(INSTRUCTIONS FOR THE TASK) Quote each line exactly, from the line that contains "[trace] **pink tongue**" down to the last line of the listing, and no other lines.

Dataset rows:
··········

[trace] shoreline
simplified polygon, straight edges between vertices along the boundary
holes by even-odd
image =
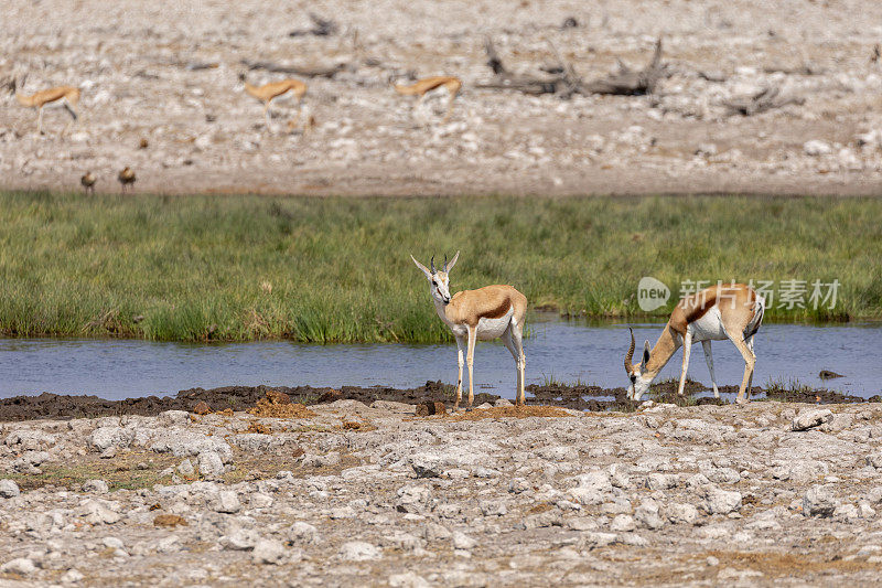
[[[702,384],[688,379],[685,395],[676,394],[677,383],[663,381],[656,383],[652,393],[644,396],[643,402],[652,399],[656,403],[669,403],[677,406],[720,405],[729,406],[725,398],[692,396],[695,393],[708,392]],[[633,413],[641,403],[626,399],[623,387],[602,388],[600,386],[551,384],[531,384],[526,388],[527,406],[550,406],[588,413]],[[65,418],[99,418],[104,416],[137,415],[157,416],[165,410],[194,410],[198,405],[205,405],[209,413],[232,410],[247,410],[254,408],[267,393],[282,393],[292,402],[304,406],[319,406],[336,400],[357,400],[365,405],[375,402],[392,402],[432,407],[435,403],[444,406],[445,410],[453,407],[454,387],[442,382],[427,382],[415,388],[392,388],[386,386],[220,386],[211,389],[190,388],[166,396],[141,396],[120,400],[108,400],[90,395],[64,395],[42,393],[26,396],[14,396],[0,399],[0,423],[21,421],[32,419],[65,419]],[[720,386],[720,393],[731,395],[738,392],[738,386]],[[842,394],[824,388],[800,387],[796,389],[771,388],[754,386],[753,398],[761,398],[782,403],[807,404],[865,404],[882,402],[880,395],[870,398]],[[467,393],[463,395],[464,408]],[[502,400],[502,396],[481,392],[475,394],[474,406],[494,404]],[[434,410],[434,408],[430,408]]]
[[[882,562],[879,403],[260,403],[0,423],[0,582],[854,586]]]

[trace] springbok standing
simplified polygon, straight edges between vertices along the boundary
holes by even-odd
[[[303,101],[303,96],[306,95],[306,84],[300,79],[282,79],[280,82],[270,82],[262,86],[252,86],[245,79],[245,74],[239,75],[239,79],[245,84],[245,92],[263,103],[263,117],[267,119],[267,130],[272,130],[269,122],[269,107],[272,100],[284,96],[289,92],[297,99],[298,119],[300,118],[300,105]]]
[[[402,96],[419,96],[419,100],[417,104],[413,105],[413,113],[422,106],[422,103],[426,100],[426,96],[432,92],[433,89],[438,89],[443,87],[448,90],[448,113],[444,115],[442,121],[447,121],[450,118],[450,115],[453,114],[453,100],[456,98],[456,95],[462,89],[462,81],[459,77],[452,75],[437,75],[432,77],[423,77],[422,79],[418,79],[413,84],[409,86],[405,86],[401,84],[394,84],[392,88],[398,94]]]
[[[19,94],[15,87],[17,85],[13,81],[10,84],[10,89],[15,94],[15,99],[19,100],[19,104],[29,108],[36,108],[40,111],[36,117],[37,135],[43,135],[43,108],[47,105],[62,106],[71,115],[73,120],[67,124],[65,131],[71,127],[71,125],[76,122],[77,114],[74,108],[79,101],[79,88],[74,86],[58,86],[55,88],[42,89],[30,96],[26,96],[24,94]]]
[[[631,378],[628,398],[639,400],[649,389],[653,379],[670,361],[674,353],[682,345],[682,372],[677,394],[682,396],[686,384],[686,370],[689,367],[689,352],[692,343],[700,341],[704,348],[704,359],[713,382],[713,396],[719,398],[717,377],[713,375],[713,357],[710,352],[711,341],[729,339],[744,357],[744,377],[738,391],[735,402],[742,404],[751,398],[753,367],[756,354],[753,352],[753,335],[763,322],[765,300],[750,286],[732,284],[712,286],[680,300],[670,313],[670,320],[662,331],[655,346],[649,351],[646,341],[643,361],[639,365],[632,363],[634,356],[634,331],[631,331],[631,348],[625,355],[625,372]],[[747,397],[744,399],[744,392]]]
[[[467,341],[466,361],[469,362],[469,409],[472,409],[475,395],[472,386],[472,365],[475,356],[475,342],[502,339],[517,367],[517,395],[515,403],[524,405],[524,370],[527,359],[524,355],[521,339],[524,335],[524,316],[527,312],[527,297],[510,286],[485,286],[477,290],[463,290],[450,296],[449,271],[456,265],[460,252],[448,264],[444,256],[444,266],[441,271],[434,268],[434,257],[430,261],[431,269],[410,258],[417,267],[426,274],[429,280],[429,292],[432,295],[434,309],[444,323],[450,327],[456,339],[456,359],[460,375],[456,379],[456,404],[462,400],[462,350]]]

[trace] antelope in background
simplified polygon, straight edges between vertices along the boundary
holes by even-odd
[[[23,85],[24,78],[22,79],[22,86]],[[65,131],[69,129],[71,125],[76,122],[78,118],[75,107],[79,101],[79,88],[74,86],[57,86],[54,88],[42,89],[28,96],[25,94],[18,93],[17,83],[13,79],[9,84],[9,89],[11,94],[15,95],[15,99],[20,105],[29,108],[36,108],[40,111],[36,117],[36,132],[39,135],[43,135],[43,108],[47,105],[62,106],[71,115],[73,120],[67,124]]]
[[[753,335],[760,330],[764,310],[765,300],[743,284],[706,288],[677,303],[652,351],[649,341],[646,341],[639,365],[632,363],[635,345],[634,331],[631,331],[631,348],[625,355],[625,372],[631,378],[628,398],[639,400],[646,394],[653,379],[658,376],[680,345],[684,348],[682,371],[677,394],[682,396],[686,370],[689,367],[689,352],[696,341],[700,341],[704,348],[704,360],[708,362],[708,371],[713,382],[713,395],[719,398],[720,391],[717,388],[717,377],[713,375],[710,342],[729,339],[744,357],[744,377],[735,402],[739,404],[750,402],[753,367],[756,363]]]
[[[449,271],[456,265],[460,252],[450,264],[444,256],[441,271],[434,268],[434,257],[427,268],[411,255],[410,258],[429,280],[429,293],[432,296],[434,309],[444,323],[450,327],[456,339],[456,361],[460,367],[456,378],[456,404],[462,400],[462,351],[467,343],[466,362],[469,363],[469,407],[472,409],[475,395],[472,385],[472,365],[474,364],[475,343],[477,340],[491,341],[502,339],[512,352],[517,368],[517,393],[515,404],[524,405],[524,371],[527,359],[524,355],[521,339],[524,334],[524,316],[527,312],[527,297],[510,286],[485,286],[477,290],[463,290],[450,296]]]
[[[450,75],[437,75],[418,79],[416,83],[409,86],[404,86],[401,84],[392,85],[392,88],[395,88],[395,92],[398,94],[404,96],[420,97],[420,99],[417,100],[417,104],[413,106],[415,113],[420,106],[422,106],[422,103],[426,100],[426,96],[433,89],[438,89],[440,87],[444,87],[448,90],[448,114],[444,115],[444,118],[442,119],[442,121],[447,121],[450,118],[450,115],[453,113],[453,100],[456,98],[460,89],[462,89],[462,81],[460,81],[459,77]]]
[[[269,107],[272,100],[291,93],[297,98],[298,118],[300,118],[300,104],[306,95],[306,84],[300,79],[282,79],[281,82],[270,82],[262,86],[252,86],[245,79],[245,74],[239,75],[239,79],[245,84],[245,92],[263,103],[263,116],[267,119],[267,130],[271,130],[269,122]]]

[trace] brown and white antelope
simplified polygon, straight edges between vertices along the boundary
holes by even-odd
[[[448,114],[444,115],[443,120],[448,120],[450,115],[453,113],[453,100],[456,98],[460,89],[462,89],[462,81],[452,75],[437,75],[432,77],[423,77],[422,79],[418,79],[409,86],[394,84],[392,87],[395,88],[395,92],[404,96],[420,97],[420,99],[417,100],[417,104],[413,106],[415,113],[420,106],[422,106],[422,103],[426,100],[426,96],[430,92],[443,87],[448,90]]]
[[[463,290],[451,297],[449,272],[456,265],[459,257],[460,252],[456,252],[456,255],[448,264],[448,258],[444,256],[443,268],[438,271],[434,268],[434,257],[430,261],[431,269],[429,269],[417,261],[412,255],[410,256],[417,267],[426,274],[426,279],[429,280],[429,292],[432,295],[438,316],[450,327],[453,336],[456,339],[456,360],[460,373],[456,379],[456,404],[454,408],[459,408],[460,400],[462,400],[463,348],[467,345],[469,409],[471,410],[472,403],[475,399],[472,385],[475,343],[477,340],[490,341],[493,339],[502,339],[515,359],[517,368],[515,403],[520,406],[524,404],[524,371],[527,363],[521,344],[524,316],[527,312],[527,297],[510,286],[485,286],[477,290]]]
[[[753,336],[760,330],[765,311],[765,300],[750,286],[731,284],[712,286],[680,300],[670,313],[670,320],[662,331],[655,346],[649,350],[646,341],[643,361],[638,365],[632,363],[634,356],[634,331],[631,332],[631,348],[625,355],[625,372],[631,378],[628,398],[639,400],[649,389],[653,379],[670,361],[674,353],[682,345],[682,371],[677,394],[682,396],[686,384],[686,370],[689,367],[689,352],[692,343],[700,341],[704,348],[704,360],[713,382],[713,395],[719,398],[717,377],[713,375],[713,356],[710,352],[711,341],[729,339],[744,357],[744,377],[738,391],[735,402],[742,404],[751,397],[753,367],[756,354],[753,351]],[[744,398],[746,391],[747,397]]]
[[[15,90],[15,83],[13,81],[10,85],[10,89],[15,94],[15,99],[19,100],[20,105],[39,110],[40,114],[36,117],[36,132],[39,135],[43,135],[43,108],[46,106],[62,106],[67,110],[73,120],[68,122],[65,130],[78,118],[75,108],[79,101],[79,88],[74,86],[58,86],[55,88],[42,89],[26,96]]]
[[[263,116],[267,119],[268,130],[270,129],[269,107],[272,104],[272,100],[284,96],[288,93],[297,98],[298,118],[300,118],[300,104],[303,100],[303,96],[306,95],[306,84],[300,79],[288,78],[280,82],[270,82],[269,84],[263,84],[262,86],[252,86],[246,82],[245,74],[241,74],[239,79],[241,79],[241,82],[245,84],[245,92],[263,103]]]

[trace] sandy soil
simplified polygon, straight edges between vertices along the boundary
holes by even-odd
[[[273,406],[0,424],[0,585],[878,582],[879,404]]]
[[[312,26],[310,11],[338,33],[289,36]],[[568,17],[579,25],[561,29]],[[881,19],[869,0],[13,2],[0,78],[26,74],[24,93],[78,85],[82,117],[62,136],[69,117],[47,110],[41,137],[36,113],[3,97],[0,185],[79,189],[92,170],[98,190],[115,192],[130,165],[137,191],[164,193],[875,194],[882,65],[870,57]],[[659,33],[670,76],[653,96],[476,87],[490,78],[485,34],[523,72],[553,63],[550,39],[591,79],[619,58],[642,67]],[[303,136],[283,104],[268,132],[239,87],[241,60],[346,67],[308,81],[301,121],[316,127]],[[463,78],[449,122],[443,96],[413,113],[391,92],[408,73]],[[806,101],[725,114],[727,100],[766,87]]]

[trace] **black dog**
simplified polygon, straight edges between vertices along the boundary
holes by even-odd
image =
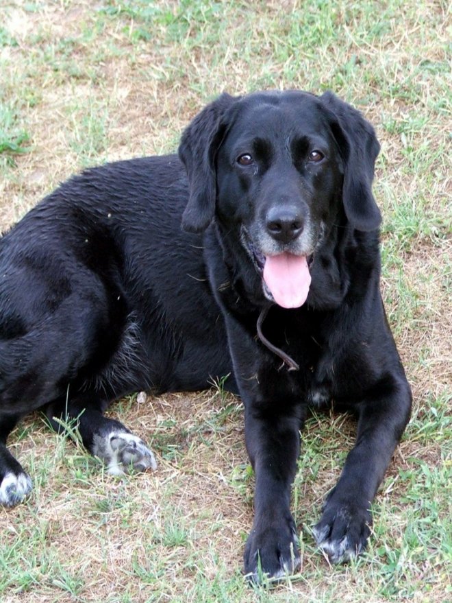
[[[245,571],[299,565],[290,486],[310,403],[357,413],[314,534],[333,562],[362,551],[411,403],[379,289],[379,148],[331,93],[225,94],[181,162],[88,169],[32,210],[0,241],[0,501],[32,487],[5,447],[25,413],[77,419],[110,471],[145,469],[152,453],[108,405],[230,374],[255,472]]]

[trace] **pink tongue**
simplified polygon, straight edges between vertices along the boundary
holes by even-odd
[[[279,306],[302,306],[311,284],[306,258],[290,253],[268,256],[264,266],[264,280]]]

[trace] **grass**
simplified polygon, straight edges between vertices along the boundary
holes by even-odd
[[[302,570],[249,588],[253,475],[221,383],[111,410],[151,444],[153,474],[116,478],[27,418],[10,442],[34,477],[0,510],[0,600],[16,603],[452,601],[450,9],[440,0],[5,0],[0,224],[86,165],[176,148],[226,89],[330,88],[374,123],[382,289],[413,386],[412,421],[374,504],[368,554],[330,567],[310,528],[353,445],[308,421],[293,492]]]

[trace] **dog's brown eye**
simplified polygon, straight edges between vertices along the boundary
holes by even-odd
[[[313,161],[314,163],[316,163],[318,161],[321,161],[325,157],[325,155],[320,151],[311,151],[308,156],[310,161]]]
[[[251,165],[252,163],[254,163],[253,161],[253,158],[248,153],[245,153],[244,155],[240,155],[240,156],[237,159],[237,163],[240,165]]]

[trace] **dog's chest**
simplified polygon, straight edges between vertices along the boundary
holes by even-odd
[[[329,406],[331,397],[331,389],[326,383],[311,384],[307,389],[307,401],[310,406],[314,406],[316,408]]]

··········

(COMPLETED EXERCISE)
[trace] **pink tongue**
simplified polygon, straight edges between vertices along the boundary
holes by even-odd
[[[279,306],[302,306],[311,284],[306,258],[290,253],[268,256],[264,266],[264,280]]]

[trace] **grass**
simplified polygon, straight edges between vertices along the boundary
holes by even-odd
[[[302,570],[249,588],[253,475],[221,383],[111,410],[151,444],[153,474],[116,478],[27,418],[10,442],[34,477],[0,510],[0,600],[16,603],[452,601],[450,9],[440,0],[5,0],[0,224],[86,165],[176,148],[226,89],[330,88],[374,123],[382,289],[413,386],[412,421],[374,504],[368,554],[330,567],[310,528],[353,445],[308,421],[293,492]]]

[trace] **dog's brown eye**
simplified polygon, straight edges between vertices along the boundary
holes by even-odd
[[[313,161],[314,163],[316,163],[318,161],[321,161],[325,157],[325,155],[320,151],[311,151],[308,156],[310,161]]]
[[[251,165],[252,163],[254,163],[253,161],[253,158],[248,153],[245,153],[244,155],[240,155],[240,156],[237,159],[237,163],[240,165]]]

[trace] **dog's chest**
simplified polygon, straight edges between vertices along the boundary
holes by even-odd
[[[329,406],[331,397],[331,389],[326,383],[311,384],[307,389],[307,401],[310,406],[314,406],[316,408]]]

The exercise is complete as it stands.